_WORK TO COMPLETE_. Beginning at the line containing "job: outline the shadowed forest interior", output every line to the end of the data below exactly as it appears.

[Outline labeling records]
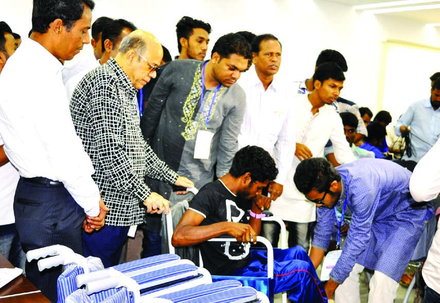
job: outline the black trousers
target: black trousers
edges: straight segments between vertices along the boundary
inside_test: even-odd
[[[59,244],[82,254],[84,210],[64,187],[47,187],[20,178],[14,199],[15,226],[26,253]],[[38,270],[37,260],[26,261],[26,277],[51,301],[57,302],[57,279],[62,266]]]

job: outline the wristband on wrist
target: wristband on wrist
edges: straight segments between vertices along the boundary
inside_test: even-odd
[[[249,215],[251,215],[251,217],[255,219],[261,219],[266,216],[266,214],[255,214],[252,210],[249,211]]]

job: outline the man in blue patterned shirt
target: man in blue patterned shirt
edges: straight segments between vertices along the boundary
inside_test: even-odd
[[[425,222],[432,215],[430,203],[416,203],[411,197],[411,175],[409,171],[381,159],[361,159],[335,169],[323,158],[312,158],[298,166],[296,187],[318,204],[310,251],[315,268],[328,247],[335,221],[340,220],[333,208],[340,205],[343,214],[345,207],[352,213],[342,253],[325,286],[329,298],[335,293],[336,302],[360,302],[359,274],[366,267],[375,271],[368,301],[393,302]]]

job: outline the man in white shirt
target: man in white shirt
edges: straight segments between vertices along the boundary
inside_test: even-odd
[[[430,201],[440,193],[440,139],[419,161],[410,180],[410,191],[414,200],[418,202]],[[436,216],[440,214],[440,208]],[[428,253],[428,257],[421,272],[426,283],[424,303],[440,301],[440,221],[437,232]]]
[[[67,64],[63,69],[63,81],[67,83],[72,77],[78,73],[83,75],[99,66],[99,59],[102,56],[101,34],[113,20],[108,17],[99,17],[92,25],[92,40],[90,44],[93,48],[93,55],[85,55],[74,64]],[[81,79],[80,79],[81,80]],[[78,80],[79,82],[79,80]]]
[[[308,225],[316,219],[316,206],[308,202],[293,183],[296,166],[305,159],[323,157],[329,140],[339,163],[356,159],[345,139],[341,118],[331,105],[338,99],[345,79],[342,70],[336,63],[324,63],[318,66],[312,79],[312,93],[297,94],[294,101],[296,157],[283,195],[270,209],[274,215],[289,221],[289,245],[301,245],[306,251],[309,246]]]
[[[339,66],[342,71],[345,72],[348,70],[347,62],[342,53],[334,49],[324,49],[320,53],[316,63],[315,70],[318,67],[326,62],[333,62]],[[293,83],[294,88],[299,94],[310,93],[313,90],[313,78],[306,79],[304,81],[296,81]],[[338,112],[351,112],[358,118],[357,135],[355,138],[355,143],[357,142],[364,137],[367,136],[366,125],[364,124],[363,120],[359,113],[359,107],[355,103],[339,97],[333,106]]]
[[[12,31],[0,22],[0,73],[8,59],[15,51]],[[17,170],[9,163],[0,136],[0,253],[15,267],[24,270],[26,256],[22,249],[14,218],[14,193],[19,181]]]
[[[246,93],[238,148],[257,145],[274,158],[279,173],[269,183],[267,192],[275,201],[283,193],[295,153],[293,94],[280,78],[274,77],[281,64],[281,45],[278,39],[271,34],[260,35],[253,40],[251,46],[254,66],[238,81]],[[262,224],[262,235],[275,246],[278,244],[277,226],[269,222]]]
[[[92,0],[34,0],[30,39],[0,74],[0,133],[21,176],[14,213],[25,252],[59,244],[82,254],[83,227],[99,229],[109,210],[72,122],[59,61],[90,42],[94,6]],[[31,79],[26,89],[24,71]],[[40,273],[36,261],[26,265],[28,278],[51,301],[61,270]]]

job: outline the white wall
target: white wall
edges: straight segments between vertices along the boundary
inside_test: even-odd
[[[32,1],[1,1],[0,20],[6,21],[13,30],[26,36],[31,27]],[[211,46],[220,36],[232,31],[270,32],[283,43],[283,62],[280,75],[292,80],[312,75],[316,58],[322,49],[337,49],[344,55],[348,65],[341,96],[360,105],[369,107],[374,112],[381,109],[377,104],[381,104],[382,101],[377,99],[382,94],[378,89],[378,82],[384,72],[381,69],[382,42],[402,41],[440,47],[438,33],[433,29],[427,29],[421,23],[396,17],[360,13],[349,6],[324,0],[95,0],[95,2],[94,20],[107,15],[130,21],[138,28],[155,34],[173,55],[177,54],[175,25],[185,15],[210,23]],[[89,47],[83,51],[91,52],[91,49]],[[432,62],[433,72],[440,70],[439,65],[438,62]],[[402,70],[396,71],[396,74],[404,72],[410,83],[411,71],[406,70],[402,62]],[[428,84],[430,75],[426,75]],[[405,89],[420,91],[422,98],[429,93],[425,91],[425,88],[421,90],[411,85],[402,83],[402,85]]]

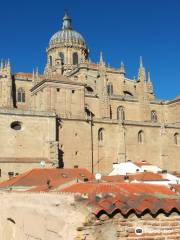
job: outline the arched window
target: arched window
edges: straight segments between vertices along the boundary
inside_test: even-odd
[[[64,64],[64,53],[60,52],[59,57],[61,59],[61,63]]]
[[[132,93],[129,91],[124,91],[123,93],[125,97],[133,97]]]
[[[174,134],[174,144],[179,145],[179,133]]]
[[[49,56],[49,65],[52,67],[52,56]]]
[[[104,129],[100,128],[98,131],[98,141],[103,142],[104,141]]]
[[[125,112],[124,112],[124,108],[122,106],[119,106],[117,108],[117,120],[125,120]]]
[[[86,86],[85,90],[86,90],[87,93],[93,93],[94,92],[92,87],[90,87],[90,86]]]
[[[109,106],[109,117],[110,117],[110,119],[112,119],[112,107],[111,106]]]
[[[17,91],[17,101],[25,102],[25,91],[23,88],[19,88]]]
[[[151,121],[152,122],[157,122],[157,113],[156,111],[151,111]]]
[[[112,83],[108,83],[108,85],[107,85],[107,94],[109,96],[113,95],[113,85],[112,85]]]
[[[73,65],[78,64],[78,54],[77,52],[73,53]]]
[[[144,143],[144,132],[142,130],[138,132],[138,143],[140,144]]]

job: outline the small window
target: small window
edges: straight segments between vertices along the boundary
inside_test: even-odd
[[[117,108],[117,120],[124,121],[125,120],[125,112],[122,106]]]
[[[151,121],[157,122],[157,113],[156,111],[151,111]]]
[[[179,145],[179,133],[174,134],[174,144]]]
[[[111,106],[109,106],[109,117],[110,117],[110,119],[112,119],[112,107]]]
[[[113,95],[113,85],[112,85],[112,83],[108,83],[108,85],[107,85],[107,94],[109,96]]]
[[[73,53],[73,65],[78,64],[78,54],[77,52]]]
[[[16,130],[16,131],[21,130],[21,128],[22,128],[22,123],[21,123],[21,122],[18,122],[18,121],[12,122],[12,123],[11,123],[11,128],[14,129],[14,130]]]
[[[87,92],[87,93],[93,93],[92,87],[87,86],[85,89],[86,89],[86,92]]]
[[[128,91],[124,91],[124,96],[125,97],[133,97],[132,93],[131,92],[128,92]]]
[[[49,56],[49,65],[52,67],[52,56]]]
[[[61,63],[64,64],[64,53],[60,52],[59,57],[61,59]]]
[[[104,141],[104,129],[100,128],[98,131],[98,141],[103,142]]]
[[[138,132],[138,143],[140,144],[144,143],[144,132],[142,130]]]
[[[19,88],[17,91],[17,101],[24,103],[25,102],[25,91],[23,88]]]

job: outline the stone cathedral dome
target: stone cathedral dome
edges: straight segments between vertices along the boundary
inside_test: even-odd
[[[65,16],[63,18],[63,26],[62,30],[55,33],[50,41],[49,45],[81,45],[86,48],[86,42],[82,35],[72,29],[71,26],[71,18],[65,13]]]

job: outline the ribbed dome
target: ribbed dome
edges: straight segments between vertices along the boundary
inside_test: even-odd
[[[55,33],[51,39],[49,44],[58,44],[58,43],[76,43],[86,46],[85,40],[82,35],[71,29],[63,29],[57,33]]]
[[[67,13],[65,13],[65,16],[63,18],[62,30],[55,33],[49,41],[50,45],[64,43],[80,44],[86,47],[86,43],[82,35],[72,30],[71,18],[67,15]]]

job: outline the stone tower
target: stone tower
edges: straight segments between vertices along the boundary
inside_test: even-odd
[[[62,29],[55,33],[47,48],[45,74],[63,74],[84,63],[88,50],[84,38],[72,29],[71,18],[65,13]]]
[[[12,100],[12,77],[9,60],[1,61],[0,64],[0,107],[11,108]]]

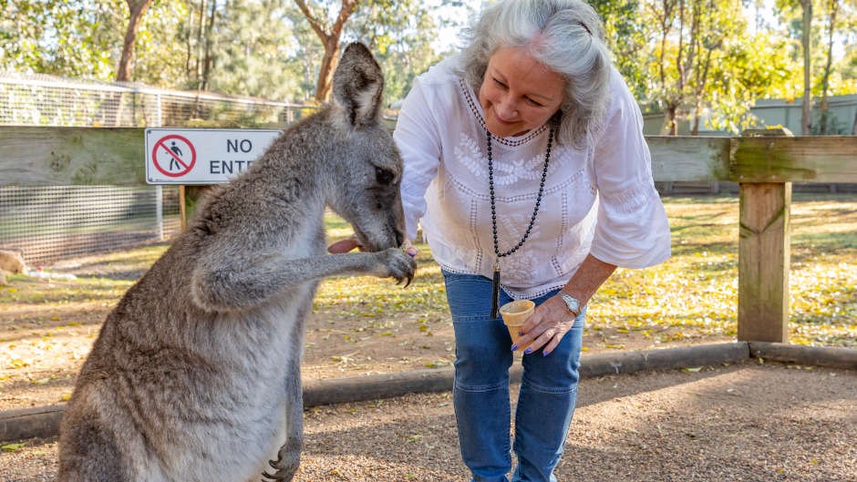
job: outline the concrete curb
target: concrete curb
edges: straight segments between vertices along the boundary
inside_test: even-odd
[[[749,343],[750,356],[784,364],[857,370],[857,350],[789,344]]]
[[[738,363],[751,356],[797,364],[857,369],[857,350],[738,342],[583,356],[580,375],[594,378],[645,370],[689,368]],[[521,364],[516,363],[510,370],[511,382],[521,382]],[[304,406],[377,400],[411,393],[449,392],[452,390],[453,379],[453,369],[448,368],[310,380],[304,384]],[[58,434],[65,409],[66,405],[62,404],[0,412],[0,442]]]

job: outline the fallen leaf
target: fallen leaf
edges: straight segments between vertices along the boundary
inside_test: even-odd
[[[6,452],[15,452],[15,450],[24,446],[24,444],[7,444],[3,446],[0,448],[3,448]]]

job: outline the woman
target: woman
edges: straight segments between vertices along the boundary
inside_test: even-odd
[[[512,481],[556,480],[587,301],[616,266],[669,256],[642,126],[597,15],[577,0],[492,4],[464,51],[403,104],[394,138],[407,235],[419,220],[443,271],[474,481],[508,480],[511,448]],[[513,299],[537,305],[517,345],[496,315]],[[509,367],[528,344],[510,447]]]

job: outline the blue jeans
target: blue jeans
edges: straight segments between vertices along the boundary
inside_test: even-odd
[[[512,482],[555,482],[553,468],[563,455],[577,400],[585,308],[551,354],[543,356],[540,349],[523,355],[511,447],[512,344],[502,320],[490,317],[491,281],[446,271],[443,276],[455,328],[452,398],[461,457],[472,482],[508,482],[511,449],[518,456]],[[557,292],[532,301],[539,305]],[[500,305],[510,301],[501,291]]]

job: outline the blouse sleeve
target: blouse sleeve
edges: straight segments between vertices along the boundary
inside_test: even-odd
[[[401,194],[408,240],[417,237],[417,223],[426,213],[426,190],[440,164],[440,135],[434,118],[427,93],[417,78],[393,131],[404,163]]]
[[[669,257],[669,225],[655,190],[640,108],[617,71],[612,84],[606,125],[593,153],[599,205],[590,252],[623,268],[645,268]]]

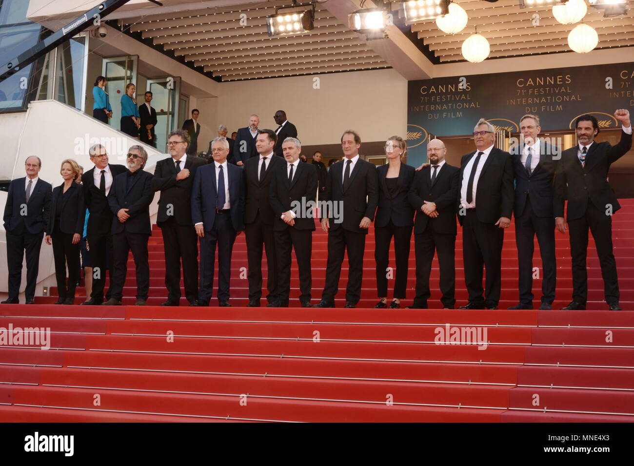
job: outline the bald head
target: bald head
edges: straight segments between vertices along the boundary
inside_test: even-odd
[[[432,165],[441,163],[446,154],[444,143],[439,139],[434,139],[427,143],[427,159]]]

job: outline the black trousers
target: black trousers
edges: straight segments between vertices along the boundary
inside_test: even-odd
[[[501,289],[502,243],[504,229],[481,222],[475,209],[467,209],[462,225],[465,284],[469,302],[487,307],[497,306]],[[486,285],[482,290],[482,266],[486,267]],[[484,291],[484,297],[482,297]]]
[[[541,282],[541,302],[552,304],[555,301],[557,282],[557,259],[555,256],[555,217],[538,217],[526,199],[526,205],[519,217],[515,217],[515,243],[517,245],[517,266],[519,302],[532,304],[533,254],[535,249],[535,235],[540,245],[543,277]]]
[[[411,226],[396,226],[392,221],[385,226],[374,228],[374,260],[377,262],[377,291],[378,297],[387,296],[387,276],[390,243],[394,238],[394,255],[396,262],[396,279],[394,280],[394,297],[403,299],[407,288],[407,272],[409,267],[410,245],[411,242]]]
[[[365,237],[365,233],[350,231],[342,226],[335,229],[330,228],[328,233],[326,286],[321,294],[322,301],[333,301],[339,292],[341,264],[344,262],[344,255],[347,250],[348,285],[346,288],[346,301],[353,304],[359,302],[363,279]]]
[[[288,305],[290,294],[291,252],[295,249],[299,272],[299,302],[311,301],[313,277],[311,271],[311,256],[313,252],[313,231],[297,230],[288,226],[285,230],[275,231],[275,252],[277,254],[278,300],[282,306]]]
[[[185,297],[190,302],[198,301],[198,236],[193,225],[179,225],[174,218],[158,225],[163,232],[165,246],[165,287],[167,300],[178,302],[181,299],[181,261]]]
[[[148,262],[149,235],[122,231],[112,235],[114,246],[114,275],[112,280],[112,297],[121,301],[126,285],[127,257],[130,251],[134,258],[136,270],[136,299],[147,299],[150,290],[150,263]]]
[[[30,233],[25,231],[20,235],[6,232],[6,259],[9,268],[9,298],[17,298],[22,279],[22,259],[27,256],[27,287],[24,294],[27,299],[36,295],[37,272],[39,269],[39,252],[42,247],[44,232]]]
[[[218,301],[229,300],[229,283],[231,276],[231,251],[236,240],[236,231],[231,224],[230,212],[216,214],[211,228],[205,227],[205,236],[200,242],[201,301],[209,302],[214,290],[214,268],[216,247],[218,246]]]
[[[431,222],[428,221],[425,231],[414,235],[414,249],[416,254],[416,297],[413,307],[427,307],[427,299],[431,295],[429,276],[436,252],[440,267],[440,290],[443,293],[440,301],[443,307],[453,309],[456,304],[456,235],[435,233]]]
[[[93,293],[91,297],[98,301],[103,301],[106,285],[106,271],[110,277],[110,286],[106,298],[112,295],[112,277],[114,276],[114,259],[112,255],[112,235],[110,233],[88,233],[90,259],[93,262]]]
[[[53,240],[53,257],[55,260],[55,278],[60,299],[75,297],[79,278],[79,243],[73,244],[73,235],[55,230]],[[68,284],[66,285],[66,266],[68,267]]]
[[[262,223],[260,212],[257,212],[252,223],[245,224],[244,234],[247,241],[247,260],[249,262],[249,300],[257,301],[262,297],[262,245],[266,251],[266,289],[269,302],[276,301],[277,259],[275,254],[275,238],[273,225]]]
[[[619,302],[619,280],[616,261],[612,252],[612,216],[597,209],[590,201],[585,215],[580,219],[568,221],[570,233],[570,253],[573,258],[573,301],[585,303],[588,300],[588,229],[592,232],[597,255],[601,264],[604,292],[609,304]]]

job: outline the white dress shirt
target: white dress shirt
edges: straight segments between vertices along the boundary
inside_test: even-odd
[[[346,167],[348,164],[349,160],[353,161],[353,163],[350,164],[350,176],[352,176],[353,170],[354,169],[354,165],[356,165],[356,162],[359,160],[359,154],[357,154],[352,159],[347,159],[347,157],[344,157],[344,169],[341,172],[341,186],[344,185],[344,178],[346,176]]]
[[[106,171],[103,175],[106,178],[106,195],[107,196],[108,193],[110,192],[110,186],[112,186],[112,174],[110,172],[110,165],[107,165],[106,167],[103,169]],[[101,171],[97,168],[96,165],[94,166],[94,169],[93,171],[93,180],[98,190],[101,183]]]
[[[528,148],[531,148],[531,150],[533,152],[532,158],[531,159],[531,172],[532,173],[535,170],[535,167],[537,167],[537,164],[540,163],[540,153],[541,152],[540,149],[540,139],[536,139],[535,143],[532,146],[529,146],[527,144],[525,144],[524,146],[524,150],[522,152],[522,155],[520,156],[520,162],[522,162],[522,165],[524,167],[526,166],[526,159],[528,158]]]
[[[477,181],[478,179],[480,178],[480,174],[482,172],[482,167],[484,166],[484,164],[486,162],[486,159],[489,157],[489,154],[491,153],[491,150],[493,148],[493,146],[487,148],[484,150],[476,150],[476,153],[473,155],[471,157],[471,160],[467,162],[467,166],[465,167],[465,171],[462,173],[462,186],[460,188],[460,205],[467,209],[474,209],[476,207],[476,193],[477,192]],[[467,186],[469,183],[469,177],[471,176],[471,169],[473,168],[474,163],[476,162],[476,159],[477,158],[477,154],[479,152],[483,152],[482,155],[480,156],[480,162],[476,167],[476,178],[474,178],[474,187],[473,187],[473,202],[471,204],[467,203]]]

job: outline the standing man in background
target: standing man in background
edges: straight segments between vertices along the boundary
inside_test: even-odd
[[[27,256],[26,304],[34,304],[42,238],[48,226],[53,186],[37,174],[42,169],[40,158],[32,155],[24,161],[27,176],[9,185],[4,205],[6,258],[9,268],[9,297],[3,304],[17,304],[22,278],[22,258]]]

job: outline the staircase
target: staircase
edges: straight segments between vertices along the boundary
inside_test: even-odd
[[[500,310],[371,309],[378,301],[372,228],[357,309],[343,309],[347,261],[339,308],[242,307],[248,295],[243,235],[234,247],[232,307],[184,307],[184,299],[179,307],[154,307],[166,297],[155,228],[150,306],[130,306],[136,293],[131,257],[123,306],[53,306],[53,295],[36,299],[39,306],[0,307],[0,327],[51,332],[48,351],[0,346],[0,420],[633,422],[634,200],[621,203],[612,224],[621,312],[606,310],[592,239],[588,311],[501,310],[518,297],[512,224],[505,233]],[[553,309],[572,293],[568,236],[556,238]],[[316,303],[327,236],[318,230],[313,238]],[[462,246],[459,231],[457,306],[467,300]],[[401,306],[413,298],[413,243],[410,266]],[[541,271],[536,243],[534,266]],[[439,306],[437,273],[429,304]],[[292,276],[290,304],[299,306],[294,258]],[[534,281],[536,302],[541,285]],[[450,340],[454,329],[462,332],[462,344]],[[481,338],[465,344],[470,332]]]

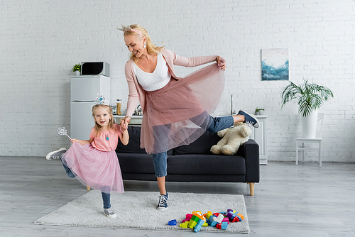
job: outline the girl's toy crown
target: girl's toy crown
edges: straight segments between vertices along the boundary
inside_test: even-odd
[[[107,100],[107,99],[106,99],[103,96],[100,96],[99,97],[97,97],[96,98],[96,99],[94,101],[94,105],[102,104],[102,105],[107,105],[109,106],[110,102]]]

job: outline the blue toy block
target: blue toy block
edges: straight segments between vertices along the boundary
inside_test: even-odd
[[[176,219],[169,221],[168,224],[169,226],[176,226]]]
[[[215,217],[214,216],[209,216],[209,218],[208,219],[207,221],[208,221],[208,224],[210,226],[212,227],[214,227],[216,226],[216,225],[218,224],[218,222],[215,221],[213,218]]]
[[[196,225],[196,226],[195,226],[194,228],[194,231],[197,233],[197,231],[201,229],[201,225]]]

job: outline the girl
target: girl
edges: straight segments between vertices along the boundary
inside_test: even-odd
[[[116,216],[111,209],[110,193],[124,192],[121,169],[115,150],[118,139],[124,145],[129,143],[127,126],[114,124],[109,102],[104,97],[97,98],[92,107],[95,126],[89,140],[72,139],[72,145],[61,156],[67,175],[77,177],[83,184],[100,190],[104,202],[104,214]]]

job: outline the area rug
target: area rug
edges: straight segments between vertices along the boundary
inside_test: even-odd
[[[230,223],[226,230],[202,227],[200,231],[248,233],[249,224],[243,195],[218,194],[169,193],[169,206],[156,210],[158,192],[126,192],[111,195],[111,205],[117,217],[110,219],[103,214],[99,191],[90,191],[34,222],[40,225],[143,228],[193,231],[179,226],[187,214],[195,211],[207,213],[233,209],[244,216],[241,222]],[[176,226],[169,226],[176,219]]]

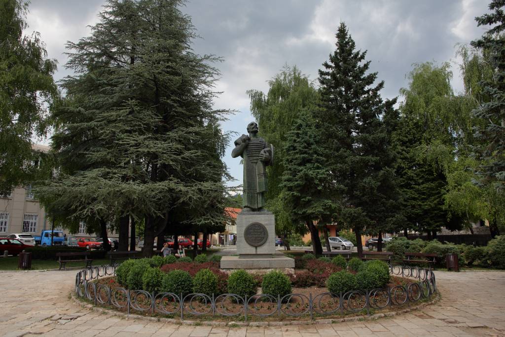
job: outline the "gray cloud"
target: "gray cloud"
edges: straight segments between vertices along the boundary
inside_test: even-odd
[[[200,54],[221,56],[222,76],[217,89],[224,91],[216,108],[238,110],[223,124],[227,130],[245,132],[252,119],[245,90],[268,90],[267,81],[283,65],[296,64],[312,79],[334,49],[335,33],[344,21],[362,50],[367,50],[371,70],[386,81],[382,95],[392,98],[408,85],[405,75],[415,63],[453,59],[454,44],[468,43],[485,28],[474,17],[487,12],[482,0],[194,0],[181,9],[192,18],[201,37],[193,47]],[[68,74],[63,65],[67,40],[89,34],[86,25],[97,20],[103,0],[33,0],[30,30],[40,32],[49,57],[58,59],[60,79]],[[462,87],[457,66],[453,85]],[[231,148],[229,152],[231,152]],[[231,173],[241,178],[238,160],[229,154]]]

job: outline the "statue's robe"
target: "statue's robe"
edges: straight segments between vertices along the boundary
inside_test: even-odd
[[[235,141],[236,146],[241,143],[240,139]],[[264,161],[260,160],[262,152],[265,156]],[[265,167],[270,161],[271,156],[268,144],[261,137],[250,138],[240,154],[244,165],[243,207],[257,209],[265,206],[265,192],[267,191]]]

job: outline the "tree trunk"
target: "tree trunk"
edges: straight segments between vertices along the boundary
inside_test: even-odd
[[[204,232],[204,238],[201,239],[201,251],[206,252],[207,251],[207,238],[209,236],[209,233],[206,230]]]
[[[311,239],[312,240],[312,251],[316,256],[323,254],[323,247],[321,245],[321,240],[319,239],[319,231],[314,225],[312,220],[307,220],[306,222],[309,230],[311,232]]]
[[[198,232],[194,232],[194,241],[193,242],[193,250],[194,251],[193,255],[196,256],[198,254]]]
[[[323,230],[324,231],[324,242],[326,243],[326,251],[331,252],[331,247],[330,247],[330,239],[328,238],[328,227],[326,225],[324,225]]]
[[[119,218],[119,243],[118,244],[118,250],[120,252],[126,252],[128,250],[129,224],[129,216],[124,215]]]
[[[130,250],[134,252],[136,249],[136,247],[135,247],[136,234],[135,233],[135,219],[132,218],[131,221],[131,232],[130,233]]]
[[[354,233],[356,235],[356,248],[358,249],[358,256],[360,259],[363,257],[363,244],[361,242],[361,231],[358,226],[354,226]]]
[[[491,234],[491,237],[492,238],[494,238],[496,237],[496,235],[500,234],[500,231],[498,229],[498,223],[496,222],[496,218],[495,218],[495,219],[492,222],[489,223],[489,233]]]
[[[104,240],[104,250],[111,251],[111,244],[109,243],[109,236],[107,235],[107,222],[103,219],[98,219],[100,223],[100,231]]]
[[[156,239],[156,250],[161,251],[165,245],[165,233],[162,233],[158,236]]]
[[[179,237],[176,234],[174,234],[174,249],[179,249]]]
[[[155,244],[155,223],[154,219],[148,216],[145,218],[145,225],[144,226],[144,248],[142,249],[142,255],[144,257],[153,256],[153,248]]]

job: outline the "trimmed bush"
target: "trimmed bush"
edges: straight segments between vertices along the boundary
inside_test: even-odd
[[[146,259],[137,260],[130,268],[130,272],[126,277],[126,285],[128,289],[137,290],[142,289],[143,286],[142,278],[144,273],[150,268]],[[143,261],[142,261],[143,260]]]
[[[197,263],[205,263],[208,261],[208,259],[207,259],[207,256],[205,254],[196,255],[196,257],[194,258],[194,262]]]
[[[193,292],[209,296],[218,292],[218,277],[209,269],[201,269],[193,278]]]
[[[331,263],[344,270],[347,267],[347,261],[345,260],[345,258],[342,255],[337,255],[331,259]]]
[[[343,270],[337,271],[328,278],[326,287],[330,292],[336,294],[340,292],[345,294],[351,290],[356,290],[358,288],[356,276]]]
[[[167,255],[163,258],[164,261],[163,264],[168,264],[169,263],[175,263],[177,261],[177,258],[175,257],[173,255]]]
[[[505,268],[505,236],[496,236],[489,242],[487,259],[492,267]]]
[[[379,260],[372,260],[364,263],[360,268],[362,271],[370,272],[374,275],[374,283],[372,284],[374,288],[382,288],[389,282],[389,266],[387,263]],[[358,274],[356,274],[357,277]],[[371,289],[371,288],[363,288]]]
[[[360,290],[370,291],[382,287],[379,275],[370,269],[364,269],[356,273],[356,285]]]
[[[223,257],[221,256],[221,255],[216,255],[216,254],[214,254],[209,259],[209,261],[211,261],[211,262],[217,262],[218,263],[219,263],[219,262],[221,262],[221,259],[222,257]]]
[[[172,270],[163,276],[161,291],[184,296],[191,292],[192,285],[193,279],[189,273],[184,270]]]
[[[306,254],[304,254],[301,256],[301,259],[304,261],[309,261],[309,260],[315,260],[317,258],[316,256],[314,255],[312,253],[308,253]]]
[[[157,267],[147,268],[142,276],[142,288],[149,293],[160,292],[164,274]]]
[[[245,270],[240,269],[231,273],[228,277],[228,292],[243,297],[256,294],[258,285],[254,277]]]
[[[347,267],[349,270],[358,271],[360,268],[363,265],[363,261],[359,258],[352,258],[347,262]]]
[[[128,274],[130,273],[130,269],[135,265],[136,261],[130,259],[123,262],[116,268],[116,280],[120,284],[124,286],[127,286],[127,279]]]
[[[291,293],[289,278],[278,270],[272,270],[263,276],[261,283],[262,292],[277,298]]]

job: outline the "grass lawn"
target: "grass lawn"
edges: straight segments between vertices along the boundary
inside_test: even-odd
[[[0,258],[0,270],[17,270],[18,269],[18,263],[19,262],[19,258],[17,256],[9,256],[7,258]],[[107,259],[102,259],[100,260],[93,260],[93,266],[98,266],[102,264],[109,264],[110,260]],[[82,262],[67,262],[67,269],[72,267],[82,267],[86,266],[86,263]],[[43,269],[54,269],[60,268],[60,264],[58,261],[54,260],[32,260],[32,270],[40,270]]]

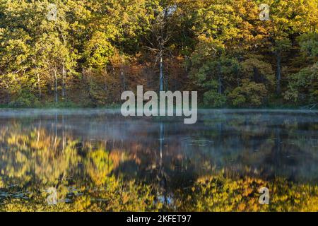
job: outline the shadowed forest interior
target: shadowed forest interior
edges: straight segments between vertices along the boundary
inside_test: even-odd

_OUTPUT FOR THIS EXERCISE_.
job: outline the shadowed forest interior
target: shadowed forest interior
edges: straight segments between vertices along the boundary
inside_test: even-odd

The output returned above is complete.